Instructions for the task:
Rewrite the part of the WSOP blog post below starting with "Added together, bloggers" and going on through "rat on amphetamines.", putting "correspondent" wherever "freelancer" appears.

I blame global warming
Jul. 16th, 2006 01:13 pm![[personal profile]](https://www.dreamwidth.org/img/silk/identity/user.png)
Well, there must be some reason for me sitting here, looking at a blazingly beautiful day outside, and knowing that I have to spend the next few hours trawling for insurance stories, so global warming is as good a vilain to blame as any. It hardly inspires me to add on an extra hour or so compiling the information on other people's blogs so that I can get some kind of all-encompassing "sense of the WSOP", even though so doing would be infinitely more satisfying than writing about insurance. Unfortunately, it would also be infinitely less remunerative. So, let's have some general impressions.
Added together, bloggers at the WSOP are down. However, throw in cash games, online games and satellites, and it's more marginal. They are probably still down, but not so significantly. The Youngster pointed out that putting online games in as part of a Vegas visit was, at the least, disingenuous, and at worse, self-deceiving, since you could just have easily have played those games without heading to the airport.
Anyway, my freelancer in the US has decided that the life of tapping away on the computer on Redondo Beach is far too stressful, so he's heading to the lakes of Italy for a couple of weeks, leaving poor old muggins here to write the American stuff as well. Fuck me, it's lucky that I write like a rat on amphetamines.
Will Harry Demetriou ever win a bracelet? I think that he will, but even he must be wondering when. The Short-Handed NL Hold'em final table seemed to have "Bracelet for Harry" written all over it. But it wasn't to be. Still, how many bracelets has Bill Hellmuth won with more than 50 entrants?

Material:
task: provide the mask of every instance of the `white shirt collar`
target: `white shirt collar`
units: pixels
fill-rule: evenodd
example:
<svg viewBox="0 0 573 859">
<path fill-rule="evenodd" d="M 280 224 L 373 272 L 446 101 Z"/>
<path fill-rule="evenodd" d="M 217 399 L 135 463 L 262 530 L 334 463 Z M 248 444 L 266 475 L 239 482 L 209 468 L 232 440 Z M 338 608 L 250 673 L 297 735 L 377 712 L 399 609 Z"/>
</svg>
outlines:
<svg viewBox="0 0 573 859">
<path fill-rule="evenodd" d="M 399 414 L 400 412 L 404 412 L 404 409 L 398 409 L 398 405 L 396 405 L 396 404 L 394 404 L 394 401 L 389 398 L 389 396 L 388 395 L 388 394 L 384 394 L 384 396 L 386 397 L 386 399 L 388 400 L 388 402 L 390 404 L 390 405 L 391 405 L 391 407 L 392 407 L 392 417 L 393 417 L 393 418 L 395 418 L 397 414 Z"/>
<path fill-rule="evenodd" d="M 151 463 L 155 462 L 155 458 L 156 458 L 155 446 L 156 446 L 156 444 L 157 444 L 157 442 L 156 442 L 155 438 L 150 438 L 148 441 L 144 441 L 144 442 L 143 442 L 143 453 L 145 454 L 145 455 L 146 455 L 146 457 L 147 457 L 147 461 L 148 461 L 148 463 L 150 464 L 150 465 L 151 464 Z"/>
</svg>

The response:
Added together, bloggers at the WSOP are down. However, throw in cash games, online games and satellites, and it's more marginal. They are probably still down, but not so significantly. The Youngster pointed out that putting online games in as part of a Vegas visit was, at the least, disingenuous, and at worse, self-deceiving, since you could just have easily have played those games without heading to the airport.
Anyway, my correspondent in the US has decided that the life of tapping away on the computer on Redondo Beach is far too stressful, so he's heading to the lakes of Italy for a couple of weeks, leaving poor old muggins here to write the American stuff as well. Fuck me, it's lucky that I write like a rat on amphetamines.